* SHORT PROBLEM A *
Pick out every line of the entries that contains the string "polygon" and copy each one.
═══ PAGE
On Monday 16 May the Executive Director of the Paris-based International Energy Agency, Dr Fatih Birol, addressed Peers for the Planet Supporters in the House of Lords. Speaking about the current energy crisis and how efforts to reach net zero could both ease it and provide a degree of security against future ones, he emphasised that addressing both the energy and climate crises were symbiotic and that we could not afford to ignore one in pursuit of the other.
During his speech Dr Birol stated that, if the right incentives are put in place to address the current crisis, we could see innovation that will help us transition to net zero - just as the oil crisis in the 1970s led to increased innovation and efficiency. The difference today from the 70s, however, is that we have exciting clean energy alternatives that can operate at scale and we also have clear commitments made by countries under the Paris Agreement. In this context he said that it would be “heart-breaking” to use the Russian invasion of Ukraine as an excuse for a new wave of fossil fuel infrastructure and that, if this transpires, achieving our net zero goals will be undermined. Dr Birol reiterated the IEA’s previous message that there must be no new investments in new fossil fuel sources if the world is to limit global temperature rise to 1.5C.
══════
═══ ITEMS
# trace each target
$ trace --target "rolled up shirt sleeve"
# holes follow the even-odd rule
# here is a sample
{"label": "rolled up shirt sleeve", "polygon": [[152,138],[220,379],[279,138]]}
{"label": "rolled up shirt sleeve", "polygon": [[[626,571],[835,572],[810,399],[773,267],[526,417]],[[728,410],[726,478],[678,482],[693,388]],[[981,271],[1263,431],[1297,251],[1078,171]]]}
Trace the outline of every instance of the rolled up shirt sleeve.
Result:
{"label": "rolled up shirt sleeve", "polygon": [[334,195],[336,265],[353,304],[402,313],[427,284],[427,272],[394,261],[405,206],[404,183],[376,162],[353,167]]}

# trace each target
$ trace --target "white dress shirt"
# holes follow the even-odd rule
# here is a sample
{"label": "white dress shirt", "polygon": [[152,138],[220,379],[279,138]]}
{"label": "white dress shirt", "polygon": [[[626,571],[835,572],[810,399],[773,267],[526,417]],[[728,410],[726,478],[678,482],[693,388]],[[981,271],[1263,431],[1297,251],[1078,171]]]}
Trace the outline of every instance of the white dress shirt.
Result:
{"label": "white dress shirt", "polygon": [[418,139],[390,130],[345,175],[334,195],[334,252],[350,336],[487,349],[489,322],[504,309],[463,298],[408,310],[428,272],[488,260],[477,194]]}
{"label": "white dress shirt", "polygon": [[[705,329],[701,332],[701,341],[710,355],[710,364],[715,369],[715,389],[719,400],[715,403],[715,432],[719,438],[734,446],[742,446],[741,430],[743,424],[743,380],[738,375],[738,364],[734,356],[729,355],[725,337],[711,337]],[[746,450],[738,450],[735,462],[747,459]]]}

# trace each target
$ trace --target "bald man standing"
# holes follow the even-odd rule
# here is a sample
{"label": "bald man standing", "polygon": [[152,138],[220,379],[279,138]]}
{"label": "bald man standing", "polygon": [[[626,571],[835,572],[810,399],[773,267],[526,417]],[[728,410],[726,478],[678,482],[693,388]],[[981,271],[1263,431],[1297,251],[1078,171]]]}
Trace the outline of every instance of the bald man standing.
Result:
══════
* SHORT PROBLEM B *
Restate the passage on Dr Birol's speech starting at "On Monday 16" and ending at "of the other.", with "House of Lords" changed to "House of Commons".

* RESULT A *
{"label": "rolled up shirt sleeve", "polygon": [[152,138],[220,379],[279,138]]}
{"label": "rolled up shirt sleeve", "polygon": [[[626,571],[835,572],[810,399],[773,267],[526,417]],[[728,410],[726,478],[678,482],[693,388]],[[981,271],[1263,431],[1297,251],[1078,171]]]}
{"label": "rolled up shirt sleeve", "polygon": [[334,195],[336,265],[353,304],[402,313],[427,284],[427,272],[394,261],[405,206],[404,183],[376,162],[353,167]]}
{"label": "white dress shirt", "polygon": [[152,138],[220,379],[279,138]]}
{"label": "white dress shirt", "polygon": [[[626,571],[835,572],[810,399],[773,267],[526,417]],[[728,410],[726,478],[678,482],[693,388]],[[981,271],[1263,431],[1297,251],[1078,171]]]}
{"label": "white dress shirt", "polygon": [[418,139],[390,130],[345,175],[334,195],[334,252],[350,336],[487,349],[489,322],[504,309],[463,298],[408,310],[428,272],[488,260],[477,194]]}
{"label": "white dress shirt", "polygon": [[[705,329],[701,332],[701,341],[710,355],[710,364],[715,369],[715,389],[719,400],[715,403],[715,432],[719,438],[734,446],[742,446],[741,430],[743,424],[743,380],[738,375],[738,364],[734,356],[729,355],[725,337],[711,337]],[[746,450],[738,450],[735,462],[747,459]]]}
{"label": "bald man standing", "polygon": [[152,138],[220,379],[279,138]]}
{"label": "bald man standing", "polygon": [[[626,571],[835,572],[810,399],[773,267],[526,417]],[[728,410],[726,478],[678,482],[693,388]],[[981,271],[1263,431],[1297,251],[1078,171]]]}

* RESULT B *
On Monday 16 May the Executive Director of the Paris-based International Energy Agency, Dr Fatih Birol, addressed Peers for the Planet Supporters in the House of Commons. Speaking about the current energy crisis and how efforts to reach net zero could both ease it and provide a degree of security against future ones, he emphasised that addressing both the energy and climate crises were symbiotic and that we could not afford to ignore one in pursuit of the other.